[WHAT TO PRODUCE] In your copy, repeat the records exactly and leave out the pictures.

(Photo object pointing records)
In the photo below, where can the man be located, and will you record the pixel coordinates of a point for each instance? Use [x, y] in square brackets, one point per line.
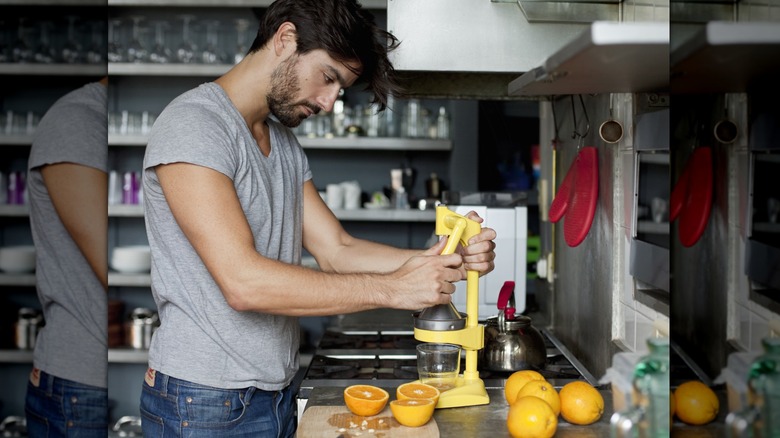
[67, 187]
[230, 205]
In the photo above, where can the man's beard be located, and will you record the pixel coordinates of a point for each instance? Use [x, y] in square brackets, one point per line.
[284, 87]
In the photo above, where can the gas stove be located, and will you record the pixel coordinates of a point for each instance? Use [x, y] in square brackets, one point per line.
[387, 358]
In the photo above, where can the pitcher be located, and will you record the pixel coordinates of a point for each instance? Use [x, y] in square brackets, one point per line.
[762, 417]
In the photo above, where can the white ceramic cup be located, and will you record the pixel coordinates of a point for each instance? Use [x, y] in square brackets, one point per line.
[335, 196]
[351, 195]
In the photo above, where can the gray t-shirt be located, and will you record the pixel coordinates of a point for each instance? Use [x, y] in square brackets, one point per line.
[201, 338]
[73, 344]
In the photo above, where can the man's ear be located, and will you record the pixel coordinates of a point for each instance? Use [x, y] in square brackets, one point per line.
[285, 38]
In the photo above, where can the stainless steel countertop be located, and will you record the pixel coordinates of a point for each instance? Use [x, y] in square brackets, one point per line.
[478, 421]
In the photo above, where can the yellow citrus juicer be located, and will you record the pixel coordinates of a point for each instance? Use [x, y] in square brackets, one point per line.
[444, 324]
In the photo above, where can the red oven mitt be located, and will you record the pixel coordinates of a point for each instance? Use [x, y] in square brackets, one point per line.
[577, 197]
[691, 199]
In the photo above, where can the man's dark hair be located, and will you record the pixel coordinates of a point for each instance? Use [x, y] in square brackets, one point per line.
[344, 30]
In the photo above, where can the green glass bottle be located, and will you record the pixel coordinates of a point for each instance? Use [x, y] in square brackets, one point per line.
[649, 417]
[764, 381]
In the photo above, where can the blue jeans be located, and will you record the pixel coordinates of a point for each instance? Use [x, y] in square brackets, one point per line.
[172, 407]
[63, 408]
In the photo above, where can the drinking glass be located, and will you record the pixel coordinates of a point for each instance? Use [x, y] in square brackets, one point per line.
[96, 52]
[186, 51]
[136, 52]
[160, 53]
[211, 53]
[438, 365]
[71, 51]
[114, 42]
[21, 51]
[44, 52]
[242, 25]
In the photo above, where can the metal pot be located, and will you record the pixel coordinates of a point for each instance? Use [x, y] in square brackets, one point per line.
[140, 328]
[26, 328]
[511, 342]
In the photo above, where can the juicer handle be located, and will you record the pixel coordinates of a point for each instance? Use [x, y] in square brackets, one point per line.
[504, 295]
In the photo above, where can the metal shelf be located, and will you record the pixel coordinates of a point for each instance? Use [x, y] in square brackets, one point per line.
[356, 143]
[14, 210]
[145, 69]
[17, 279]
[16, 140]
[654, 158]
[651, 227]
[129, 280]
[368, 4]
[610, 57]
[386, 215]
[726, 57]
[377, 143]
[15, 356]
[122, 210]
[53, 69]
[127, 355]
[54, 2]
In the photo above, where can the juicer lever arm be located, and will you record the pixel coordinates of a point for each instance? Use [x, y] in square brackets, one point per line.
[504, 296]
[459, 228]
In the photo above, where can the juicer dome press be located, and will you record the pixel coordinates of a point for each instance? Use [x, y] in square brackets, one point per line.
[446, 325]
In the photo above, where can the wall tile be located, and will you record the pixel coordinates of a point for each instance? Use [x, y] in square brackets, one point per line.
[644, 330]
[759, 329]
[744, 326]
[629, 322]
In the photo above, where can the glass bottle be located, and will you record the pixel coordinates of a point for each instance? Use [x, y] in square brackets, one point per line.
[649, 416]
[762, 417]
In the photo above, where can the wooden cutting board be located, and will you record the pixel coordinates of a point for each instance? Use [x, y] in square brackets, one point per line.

[SOLUTION TO THIS TASK]
In the photo below, where can the man be located, and will you record the pixel coordinates of a point for each instance? Use [x, y] in square brackets, one point per line.
[67, 187]
[230, 205]
In the photo above, where can the man's beard be located, and will you record the pixel coordinates of a point for each instance? Use [x, y] in square brackets, one point per line.
[284, 87]
In the photo above, where can the gas stove be located, and will you record the pixel coordinates of a point for each instance? Use [x, y] in square brackets, one point per line.
[387, 358]
In the photo above, where can the pitcher be located, and will you record the pixel coordinates of a point for each instance? Use [x, y] in square brackets, one point per line.
[762, 417]
In the photo above, where can the white ceramic cup be located, and will you record the pixel coordinates of a point for each instance? Use [x, y] in square brackets, one point per line.
[335, 196]
[351, 195]
In the photo above, where can the gray t-shirt be located, and will you record the pixel coordinates of a point for each instance? Use [x, y] in square brackets, one point per line.
[201, 338]
[73, 344]
In the photo above, where can the man's ear be located, and will you record the pixel coordinates of a point for each instance? Use [x, y] in square brackets, one point per line.
[285, 38]
In the photo above, where can the stainless steel countertop be located, and will you record the pixel coordinates of a point for each instance? Use [x, y] in square brackets, one point per line.
[478, 421]
In the photo above, where can the yellow citrus juicer be located, and will you record the pixel coordinates of a point for each instance? Use [x, y] in square brackets, one point per line.
[444, 324]
In the photo above, where can the red oven mitt be located, and will you record the pixel coordinates of a point for each instance? Use [x, y] in square brackets, one point per line.
[577, 197]
[691, 199]
In the photo above, where can the man's dark hair be located, and will you record the pixel coordinates of a point for each instance? Use [x, y] in square brackets, one point per line.
[344, 30]
In the photo above, where can the green glass bottle be located, and will you record the pixel coordinates of a point for each instance? Use [x, y] in square brackets, one point per line.
[649, 417]
[764, 381]
In the photo above, where can the blue jeans be located, and will you record the pixel coordinates of a point for each instance? Use [x, y] in square brackets, one point per line.
[172, 407]
[63, 408]
In the photo above, where can the drinking glass be located, and will you record the pixel coordinates of a point for each instance? Use [x, y] in square brackets, one point per line.
[96, 52]
[186, 51]
[136, 52]
[160, 53]
[211, 53]
[438, 365]
[71, 51]
[114, 42]
[21, 51]
[44, 52]
[242, 25]
In the photo above, where can the metal pot be located, and will you record the pixel coordinates of a point for each instance? Use [x, y] in square brackets, one point per line.
[140, 328]
[26, 328]
[511, 342]
In the photo above, where can the juicer handle be located, and will you record the pixel coordinates of a point for each instance? Use [x, y] in square brackets, one point per line.
[504, 295]
In the photo above, where can the metal shelf be located, and will you record the pixel coordinates of a point for each instance? Use [x, y] in square brackets, one point per line.
[356, 143]
[14, 210]
[145, 69]
[17, 279]
[16, 140]
[654, 158]
[651, 227]
[129, 280]
[368, 4]
[610, 57]
[386, 215]
[726, 57]
[377, 143]
[15, 356]
[122, 210]
[53, 69]
[127, 355]
[54, 2]
In the photo above, where can the juicer lever arm be located, and will you record the pixel coordinates of a point for each instance? Use [x, y] in square brackets, one point per line.
[504, 296]
[459, 228]
In the photo above, where can the juicer dome press be located, and will you record the pixel coordinates of a point for each instance? Use [x, y] in square brackets, one point per line.
[446, 325]
In the photo above, where can the wall tile be located, and will you record the pixel coordinates of a point for each instance? Use [x, y] in square brackets, one point per line.
[644, 330]
[759, 329]
[744, 326]
[629, 322]
In the photo above, where can the glass bottle be located, and will you record the pixel coordinates of a point for each instance? Use [x, y] in square brackets, one point per line.
[649, 416]
[762, 417]
In the photo above, where can the wooden cutting board be located, and will you record the pixel coordinates of a point for each instance? Use [x, y] in square brackets, one point per line.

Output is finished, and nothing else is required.